> _What is needed_
Wherever a line of the listing holds the string "person", copy that line.

> _Extracted information_
☆ ☆ ☆

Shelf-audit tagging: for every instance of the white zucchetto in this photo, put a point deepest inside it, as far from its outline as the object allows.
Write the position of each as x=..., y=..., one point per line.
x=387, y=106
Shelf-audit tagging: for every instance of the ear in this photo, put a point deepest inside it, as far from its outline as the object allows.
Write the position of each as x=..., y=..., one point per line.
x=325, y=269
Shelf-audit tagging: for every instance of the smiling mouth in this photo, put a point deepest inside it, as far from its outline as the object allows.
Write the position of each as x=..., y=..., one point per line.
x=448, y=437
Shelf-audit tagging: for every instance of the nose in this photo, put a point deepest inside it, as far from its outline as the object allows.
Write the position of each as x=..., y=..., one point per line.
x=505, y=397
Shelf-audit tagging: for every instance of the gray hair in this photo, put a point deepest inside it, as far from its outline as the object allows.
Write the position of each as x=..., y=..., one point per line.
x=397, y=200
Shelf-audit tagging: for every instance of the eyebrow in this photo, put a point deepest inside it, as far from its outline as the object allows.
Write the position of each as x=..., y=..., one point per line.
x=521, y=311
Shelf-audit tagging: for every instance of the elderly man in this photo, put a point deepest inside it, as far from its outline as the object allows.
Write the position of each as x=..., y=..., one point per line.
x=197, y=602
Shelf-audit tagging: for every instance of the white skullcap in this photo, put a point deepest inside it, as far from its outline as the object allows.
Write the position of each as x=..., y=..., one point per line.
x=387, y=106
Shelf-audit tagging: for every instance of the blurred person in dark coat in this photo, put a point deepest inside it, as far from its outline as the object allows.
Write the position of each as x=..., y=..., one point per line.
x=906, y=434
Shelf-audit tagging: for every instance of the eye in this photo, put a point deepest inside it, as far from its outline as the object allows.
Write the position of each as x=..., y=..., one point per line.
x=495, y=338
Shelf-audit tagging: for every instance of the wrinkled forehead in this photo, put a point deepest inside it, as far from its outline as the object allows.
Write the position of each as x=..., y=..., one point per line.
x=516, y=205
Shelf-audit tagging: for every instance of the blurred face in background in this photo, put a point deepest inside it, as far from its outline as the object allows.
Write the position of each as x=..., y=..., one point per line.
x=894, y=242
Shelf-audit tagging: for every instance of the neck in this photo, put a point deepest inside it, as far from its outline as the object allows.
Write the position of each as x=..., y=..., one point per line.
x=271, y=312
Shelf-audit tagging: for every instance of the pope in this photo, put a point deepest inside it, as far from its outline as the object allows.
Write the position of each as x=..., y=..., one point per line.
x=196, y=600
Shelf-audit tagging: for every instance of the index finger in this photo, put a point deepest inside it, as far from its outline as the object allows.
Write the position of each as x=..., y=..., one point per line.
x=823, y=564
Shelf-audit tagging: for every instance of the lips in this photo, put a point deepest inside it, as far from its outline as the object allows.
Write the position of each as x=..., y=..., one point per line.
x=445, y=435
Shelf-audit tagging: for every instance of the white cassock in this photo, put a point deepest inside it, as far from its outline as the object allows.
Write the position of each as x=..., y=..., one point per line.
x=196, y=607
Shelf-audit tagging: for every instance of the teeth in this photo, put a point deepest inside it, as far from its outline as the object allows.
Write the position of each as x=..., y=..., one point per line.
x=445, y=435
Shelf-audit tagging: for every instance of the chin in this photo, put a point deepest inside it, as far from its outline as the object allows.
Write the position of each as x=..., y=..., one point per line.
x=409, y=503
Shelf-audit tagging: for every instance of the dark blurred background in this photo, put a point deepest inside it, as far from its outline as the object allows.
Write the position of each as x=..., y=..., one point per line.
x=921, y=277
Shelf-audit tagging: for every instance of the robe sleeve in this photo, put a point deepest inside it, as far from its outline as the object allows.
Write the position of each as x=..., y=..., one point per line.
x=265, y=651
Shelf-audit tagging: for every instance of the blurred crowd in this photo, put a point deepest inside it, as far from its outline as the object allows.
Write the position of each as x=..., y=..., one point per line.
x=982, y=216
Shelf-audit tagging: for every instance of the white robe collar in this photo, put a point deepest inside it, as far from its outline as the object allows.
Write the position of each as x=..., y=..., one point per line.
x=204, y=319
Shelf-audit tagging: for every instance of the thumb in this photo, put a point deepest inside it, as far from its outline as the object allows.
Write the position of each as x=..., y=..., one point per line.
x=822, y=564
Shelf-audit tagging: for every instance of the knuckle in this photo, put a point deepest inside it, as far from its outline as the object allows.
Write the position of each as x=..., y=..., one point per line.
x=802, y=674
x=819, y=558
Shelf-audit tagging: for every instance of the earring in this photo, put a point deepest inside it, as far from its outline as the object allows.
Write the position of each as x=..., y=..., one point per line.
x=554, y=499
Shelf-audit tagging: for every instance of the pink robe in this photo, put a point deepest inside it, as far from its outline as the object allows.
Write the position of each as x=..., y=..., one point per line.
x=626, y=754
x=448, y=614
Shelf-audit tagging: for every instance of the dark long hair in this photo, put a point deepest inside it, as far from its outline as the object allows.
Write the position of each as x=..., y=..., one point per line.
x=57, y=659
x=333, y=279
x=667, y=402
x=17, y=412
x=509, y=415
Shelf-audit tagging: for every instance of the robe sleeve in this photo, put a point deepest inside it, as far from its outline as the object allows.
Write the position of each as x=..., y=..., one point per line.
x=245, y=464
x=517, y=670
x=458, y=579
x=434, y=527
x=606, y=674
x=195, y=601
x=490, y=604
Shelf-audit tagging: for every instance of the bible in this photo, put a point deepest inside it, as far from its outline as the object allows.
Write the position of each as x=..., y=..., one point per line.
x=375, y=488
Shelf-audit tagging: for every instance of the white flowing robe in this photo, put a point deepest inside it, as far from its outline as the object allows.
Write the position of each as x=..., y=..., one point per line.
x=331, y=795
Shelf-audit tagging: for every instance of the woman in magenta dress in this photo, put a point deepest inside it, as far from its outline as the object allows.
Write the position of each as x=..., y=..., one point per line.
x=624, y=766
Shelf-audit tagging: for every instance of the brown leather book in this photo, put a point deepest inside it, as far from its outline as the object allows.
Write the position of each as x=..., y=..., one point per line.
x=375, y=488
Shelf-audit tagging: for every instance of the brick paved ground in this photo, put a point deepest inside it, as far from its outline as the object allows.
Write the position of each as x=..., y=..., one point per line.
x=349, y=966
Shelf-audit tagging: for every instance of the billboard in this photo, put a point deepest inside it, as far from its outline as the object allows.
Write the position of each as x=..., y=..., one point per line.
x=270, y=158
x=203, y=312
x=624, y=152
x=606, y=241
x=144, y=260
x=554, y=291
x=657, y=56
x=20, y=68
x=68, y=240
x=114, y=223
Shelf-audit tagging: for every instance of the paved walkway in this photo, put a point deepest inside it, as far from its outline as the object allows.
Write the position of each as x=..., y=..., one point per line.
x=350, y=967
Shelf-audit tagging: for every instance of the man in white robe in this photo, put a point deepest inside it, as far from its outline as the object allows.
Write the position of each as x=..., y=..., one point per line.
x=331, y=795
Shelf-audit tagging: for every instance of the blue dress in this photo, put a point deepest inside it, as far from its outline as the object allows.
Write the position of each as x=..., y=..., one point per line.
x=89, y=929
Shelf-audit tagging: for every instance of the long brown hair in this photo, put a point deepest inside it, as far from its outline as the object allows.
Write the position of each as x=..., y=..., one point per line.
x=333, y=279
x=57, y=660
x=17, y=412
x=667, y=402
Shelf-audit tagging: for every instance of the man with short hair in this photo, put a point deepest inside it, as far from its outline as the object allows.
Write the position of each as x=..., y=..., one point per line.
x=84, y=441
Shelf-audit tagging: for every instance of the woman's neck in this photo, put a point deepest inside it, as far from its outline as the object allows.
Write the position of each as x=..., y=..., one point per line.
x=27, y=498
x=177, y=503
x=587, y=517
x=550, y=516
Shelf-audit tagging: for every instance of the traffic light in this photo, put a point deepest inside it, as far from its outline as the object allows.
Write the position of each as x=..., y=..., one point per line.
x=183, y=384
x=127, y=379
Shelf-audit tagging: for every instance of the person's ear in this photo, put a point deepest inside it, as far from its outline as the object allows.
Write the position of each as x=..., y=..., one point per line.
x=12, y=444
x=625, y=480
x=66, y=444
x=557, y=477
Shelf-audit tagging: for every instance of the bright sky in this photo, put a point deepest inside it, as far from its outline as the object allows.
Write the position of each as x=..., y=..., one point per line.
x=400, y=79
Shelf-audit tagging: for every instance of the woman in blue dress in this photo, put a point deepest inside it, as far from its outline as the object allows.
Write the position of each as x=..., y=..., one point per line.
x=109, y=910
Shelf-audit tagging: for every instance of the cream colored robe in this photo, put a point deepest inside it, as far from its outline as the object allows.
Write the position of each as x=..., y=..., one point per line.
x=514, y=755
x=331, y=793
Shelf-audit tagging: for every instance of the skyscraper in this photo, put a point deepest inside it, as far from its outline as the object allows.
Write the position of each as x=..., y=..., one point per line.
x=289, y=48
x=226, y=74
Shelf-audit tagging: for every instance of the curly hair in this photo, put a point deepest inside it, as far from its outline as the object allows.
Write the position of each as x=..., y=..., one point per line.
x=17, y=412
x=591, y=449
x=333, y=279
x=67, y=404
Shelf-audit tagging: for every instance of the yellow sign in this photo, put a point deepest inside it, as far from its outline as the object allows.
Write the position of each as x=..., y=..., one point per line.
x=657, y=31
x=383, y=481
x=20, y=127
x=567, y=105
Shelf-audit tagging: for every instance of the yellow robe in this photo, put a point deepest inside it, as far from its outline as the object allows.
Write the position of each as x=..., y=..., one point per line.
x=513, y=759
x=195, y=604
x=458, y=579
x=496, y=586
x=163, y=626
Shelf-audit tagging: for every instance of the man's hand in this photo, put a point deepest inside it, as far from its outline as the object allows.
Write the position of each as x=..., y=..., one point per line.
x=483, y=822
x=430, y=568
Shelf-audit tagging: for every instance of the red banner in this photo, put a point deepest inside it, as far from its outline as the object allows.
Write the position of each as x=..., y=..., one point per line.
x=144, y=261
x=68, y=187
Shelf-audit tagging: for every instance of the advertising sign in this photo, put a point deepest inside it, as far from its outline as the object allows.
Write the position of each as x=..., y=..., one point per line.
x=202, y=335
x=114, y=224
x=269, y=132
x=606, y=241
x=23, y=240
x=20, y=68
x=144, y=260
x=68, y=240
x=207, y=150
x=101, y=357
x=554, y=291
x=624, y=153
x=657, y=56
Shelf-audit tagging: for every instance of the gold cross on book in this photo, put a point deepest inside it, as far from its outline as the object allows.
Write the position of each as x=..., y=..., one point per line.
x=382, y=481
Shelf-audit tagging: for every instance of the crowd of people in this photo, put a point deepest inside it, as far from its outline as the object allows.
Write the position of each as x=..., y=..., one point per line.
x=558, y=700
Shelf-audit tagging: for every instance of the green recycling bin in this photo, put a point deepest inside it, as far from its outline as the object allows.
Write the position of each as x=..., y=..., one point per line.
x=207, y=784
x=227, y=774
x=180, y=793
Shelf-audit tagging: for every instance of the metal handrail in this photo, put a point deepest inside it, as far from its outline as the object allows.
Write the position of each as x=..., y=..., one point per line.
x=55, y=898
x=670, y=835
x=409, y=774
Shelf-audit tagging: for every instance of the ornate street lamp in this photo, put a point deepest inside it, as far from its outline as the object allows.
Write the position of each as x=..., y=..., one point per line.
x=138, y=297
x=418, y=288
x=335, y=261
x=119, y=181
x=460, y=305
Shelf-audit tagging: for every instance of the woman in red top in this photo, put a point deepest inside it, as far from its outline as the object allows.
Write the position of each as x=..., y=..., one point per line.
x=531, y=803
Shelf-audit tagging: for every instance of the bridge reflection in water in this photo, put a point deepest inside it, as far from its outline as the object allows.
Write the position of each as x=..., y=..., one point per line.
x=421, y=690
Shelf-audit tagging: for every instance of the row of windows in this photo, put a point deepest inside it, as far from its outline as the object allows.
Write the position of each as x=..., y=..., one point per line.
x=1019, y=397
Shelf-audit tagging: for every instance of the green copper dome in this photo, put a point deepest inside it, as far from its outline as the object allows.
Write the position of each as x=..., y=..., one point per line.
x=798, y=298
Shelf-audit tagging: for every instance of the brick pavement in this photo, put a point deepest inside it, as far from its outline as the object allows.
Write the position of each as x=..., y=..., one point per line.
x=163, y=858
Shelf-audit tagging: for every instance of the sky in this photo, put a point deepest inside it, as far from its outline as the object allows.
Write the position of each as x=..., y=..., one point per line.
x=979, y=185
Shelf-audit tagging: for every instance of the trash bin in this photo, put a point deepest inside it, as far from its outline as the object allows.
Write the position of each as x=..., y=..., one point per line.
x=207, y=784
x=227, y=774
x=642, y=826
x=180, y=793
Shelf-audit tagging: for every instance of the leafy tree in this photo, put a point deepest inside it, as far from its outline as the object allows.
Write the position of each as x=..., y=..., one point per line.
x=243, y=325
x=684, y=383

☆ ☆ ☆

> _Task solution_
Shelf-audit tagging: for every instance of the blurred person in dark coat in this photo, put a point deepest inside it, as far from its outline as the object allows.
Shelf-audit tagging: for every instance of the person's ear in this photo, put a point deepest inside it, as far from its outline as the object allows.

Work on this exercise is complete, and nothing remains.